What is being asked
Please locate every line in the data below that contains the word "post" and copy each of those lines out in full.

-- start Supplied data --

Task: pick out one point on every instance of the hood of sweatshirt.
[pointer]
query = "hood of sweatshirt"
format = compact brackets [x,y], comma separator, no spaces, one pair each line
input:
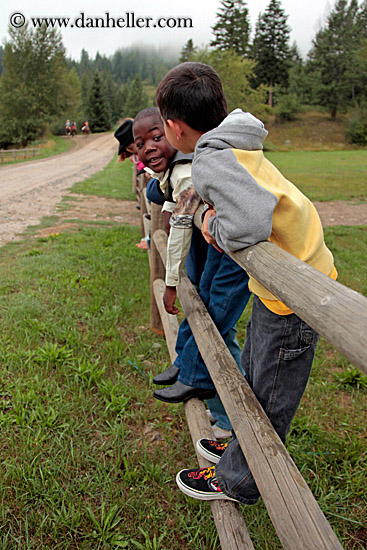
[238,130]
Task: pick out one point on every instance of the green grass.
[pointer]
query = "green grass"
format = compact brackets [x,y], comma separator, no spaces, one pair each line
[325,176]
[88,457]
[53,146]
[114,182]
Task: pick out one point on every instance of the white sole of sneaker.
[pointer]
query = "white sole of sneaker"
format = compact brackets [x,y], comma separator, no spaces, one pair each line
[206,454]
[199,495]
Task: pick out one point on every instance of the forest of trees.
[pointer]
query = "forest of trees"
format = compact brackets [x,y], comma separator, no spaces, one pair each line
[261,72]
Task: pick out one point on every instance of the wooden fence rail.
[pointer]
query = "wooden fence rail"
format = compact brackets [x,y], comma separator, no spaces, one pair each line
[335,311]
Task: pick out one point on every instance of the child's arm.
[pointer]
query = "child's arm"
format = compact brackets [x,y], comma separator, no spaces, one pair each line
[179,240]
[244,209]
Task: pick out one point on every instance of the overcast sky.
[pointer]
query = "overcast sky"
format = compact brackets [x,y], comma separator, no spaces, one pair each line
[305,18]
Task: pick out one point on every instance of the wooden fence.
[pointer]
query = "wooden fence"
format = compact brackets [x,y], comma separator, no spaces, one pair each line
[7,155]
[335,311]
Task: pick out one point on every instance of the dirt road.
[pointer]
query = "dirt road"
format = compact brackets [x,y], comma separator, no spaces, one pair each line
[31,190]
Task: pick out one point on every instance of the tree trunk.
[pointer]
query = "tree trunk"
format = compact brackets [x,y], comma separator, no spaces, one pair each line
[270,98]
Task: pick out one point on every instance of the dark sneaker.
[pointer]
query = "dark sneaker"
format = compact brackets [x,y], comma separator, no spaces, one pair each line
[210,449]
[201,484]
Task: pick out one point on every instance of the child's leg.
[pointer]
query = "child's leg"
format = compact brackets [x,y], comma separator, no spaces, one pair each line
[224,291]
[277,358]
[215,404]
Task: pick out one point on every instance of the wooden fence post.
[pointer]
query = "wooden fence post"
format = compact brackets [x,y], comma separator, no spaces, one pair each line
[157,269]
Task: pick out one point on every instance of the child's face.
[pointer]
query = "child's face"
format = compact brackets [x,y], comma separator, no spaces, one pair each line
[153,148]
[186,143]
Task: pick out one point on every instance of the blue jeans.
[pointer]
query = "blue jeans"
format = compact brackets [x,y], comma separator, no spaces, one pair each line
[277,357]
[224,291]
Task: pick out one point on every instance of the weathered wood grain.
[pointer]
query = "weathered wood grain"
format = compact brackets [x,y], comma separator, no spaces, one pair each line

-- end Supplied data --
-- start Supplied data --

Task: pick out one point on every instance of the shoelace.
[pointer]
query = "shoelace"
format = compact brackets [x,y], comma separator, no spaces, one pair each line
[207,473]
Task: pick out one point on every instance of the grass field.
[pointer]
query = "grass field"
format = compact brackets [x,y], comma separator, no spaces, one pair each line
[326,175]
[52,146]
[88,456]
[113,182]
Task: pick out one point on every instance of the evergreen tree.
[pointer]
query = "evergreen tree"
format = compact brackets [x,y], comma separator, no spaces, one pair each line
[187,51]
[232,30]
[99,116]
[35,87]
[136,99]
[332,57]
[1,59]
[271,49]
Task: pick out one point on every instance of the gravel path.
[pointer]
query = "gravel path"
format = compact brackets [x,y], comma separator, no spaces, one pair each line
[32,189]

-- end Supplied data --
-- start Supplied data --

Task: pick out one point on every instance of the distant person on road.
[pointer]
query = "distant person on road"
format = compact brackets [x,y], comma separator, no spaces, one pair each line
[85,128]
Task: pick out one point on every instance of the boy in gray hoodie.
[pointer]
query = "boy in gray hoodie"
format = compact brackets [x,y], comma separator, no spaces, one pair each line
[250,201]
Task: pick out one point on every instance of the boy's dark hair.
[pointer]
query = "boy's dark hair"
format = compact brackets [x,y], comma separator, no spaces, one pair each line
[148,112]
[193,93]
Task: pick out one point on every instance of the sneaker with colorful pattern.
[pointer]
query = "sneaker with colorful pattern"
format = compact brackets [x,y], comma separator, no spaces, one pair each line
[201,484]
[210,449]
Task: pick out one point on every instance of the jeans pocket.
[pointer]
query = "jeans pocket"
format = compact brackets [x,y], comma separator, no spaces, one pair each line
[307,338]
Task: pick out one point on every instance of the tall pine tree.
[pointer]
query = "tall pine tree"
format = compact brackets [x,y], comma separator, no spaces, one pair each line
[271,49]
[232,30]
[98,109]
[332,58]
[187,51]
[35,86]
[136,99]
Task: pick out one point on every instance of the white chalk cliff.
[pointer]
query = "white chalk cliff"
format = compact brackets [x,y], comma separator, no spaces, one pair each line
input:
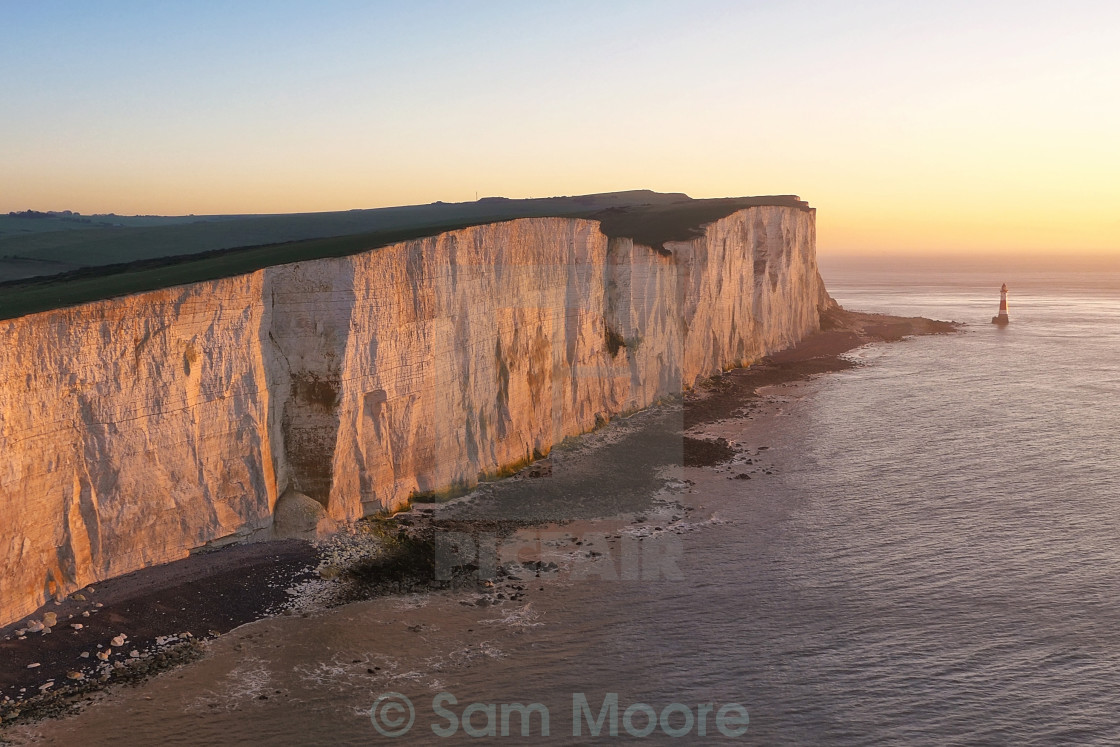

-- end Supplied data --

Task response
Task: pick out one point on every instance of the wooden fence post.
query = "wooden fence post"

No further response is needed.